Stored items from a collection:
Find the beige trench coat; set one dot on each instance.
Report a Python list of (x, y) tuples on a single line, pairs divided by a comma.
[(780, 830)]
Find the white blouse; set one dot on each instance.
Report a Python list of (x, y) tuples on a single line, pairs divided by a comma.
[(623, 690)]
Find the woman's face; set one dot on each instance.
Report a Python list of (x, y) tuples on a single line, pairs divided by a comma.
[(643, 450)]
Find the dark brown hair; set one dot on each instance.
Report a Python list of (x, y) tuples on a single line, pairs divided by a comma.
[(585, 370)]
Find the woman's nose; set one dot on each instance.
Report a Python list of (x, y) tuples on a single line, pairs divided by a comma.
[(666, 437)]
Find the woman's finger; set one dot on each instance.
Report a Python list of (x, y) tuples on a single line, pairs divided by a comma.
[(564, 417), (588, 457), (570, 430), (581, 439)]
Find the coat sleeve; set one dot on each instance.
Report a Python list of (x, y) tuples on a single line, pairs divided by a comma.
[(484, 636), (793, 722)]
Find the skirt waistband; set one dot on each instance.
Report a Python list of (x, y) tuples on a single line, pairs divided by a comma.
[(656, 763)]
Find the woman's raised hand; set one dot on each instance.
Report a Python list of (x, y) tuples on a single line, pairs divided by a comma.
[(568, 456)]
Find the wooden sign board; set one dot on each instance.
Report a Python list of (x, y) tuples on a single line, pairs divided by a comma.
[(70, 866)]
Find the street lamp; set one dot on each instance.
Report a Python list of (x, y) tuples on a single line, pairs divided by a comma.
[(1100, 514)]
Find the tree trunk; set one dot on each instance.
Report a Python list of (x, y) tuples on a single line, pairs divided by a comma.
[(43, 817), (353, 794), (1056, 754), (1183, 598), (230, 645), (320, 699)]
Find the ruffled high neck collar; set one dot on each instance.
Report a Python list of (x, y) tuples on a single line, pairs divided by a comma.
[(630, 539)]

What needs to be done:
Each line holding the word "woman" must be copied from the data.

Written answer:
Find the woman's face; set one dot on each instance.
Find the woman's nose; set one dot on each instance.
Find the woman's finger; set one dot on each instance.
Find the woman's raised hand; set one dot on each instance.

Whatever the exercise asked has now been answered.